Prompt: Which lines in the listing below contain the word "broken"? Pick them out and copy each one in full.

Supplied information:
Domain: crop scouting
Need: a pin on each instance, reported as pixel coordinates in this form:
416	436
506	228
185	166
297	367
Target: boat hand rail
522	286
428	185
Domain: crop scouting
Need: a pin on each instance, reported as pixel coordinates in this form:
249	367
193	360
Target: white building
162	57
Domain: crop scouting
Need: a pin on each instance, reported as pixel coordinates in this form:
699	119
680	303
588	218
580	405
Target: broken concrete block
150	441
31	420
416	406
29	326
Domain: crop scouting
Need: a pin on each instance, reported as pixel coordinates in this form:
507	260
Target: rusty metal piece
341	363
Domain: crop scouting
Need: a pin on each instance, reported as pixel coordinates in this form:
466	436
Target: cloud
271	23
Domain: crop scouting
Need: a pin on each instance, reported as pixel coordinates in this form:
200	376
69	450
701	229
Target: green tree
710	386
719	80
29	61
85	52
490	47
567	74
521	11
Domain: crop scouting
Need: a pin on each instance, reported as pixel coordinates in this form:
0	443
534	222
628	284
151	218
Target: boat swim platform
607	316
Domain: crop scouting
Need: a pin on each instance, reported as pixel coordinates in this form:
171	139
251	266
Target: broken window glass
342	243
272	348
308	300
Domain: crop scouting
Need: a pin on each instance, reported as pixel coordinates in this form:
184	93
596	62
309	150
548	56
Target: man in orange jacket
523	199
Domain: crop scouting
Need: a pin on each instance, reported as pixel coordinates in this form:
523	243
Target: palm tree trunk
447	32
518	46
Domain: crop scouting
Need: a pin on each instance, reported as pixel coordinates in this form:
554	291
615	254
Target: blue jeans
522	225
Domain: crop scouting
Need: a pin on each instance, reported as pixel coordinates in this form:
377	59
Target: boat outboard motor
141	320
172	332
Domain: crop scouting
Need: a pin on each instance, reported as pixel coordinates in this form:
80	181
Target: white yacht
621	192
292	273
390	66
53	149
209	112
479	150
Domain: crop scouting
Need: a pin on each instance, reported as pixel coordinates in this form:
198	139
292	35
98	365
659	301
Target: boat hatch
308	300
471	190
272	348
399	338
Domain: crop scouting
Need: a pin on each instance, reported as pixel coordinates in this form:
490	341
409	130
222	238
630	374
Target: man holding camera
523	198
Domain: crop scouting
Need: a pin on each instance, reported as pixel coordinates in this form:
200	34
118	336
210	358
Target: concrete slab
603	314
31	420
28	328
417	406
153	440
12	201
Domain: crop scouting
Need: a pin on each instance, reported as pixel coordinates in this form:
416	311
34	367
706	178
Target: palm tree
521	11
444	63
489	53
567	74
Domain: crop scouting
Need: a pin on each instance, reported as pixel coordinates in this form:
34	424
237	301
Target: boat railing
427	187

Response to the task:
Target: broken concrete block
Target: broken window glass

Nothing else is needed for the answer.